Jaunt
Concepts

How It Works

The mental model: target discovery, DAG builds, prompts, validation, and freshness.

Jaunt has one loop: you write specs, Jaunt generates modules, you review, you tighten the spec, you rebuild. Once you can picture that loop, the rest of the tool follows from it.

The Flow

You write specs
  -> Jaunt discovers them (source_roots / test_roots)
  -> routes them through the Python or TypeScript target
  -> builds a dependency graph
  -> for each module:
       - build prompt = target template + contract + project context
       - Jaunt drives `codex exec` to propose an implementation
       - the target validates the complete candidate
       - Jaunt writes the artifact transaction
  -> Python imports forward from the spec module
  -> TypeScript consumers import the committed facade

Python discovery imports prescreened spec modules and uses Python ASTs, ty, and pytest. TypeScript discovery does not execute application or spec modules: the project-local @usejaunt/ts worker parses private *.jaunt.ts[x] inputs with the owning TypeScript compiler. It validates candidates in an in-memory compiler overlay before any implementation, API mirror, or sidecar is replaced.

(Entries for location identification)
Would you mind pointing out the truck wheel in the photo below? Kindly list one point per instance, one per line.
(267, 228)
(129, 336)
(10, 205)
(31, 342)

● **WHAT YOU WILL DO**
Please reproduce the Jaunt overview word for word, from "Python discovery imports" up to and including "sidecar is replaced.".

● **WRITTEN ANSWER**
Python discovery imports prescreened spec modules and uses Python ASTs, ty, and pytest. TypeScript discovery does not execute application or spec modules: the project-local @usejaunt/ts worker parses private *.jaunt.ts[x] inputs with the owning TypeScript compiler. It validates candidates in an in-memory compiler overlay before any implementation, API mirror, or sidecar is replaced.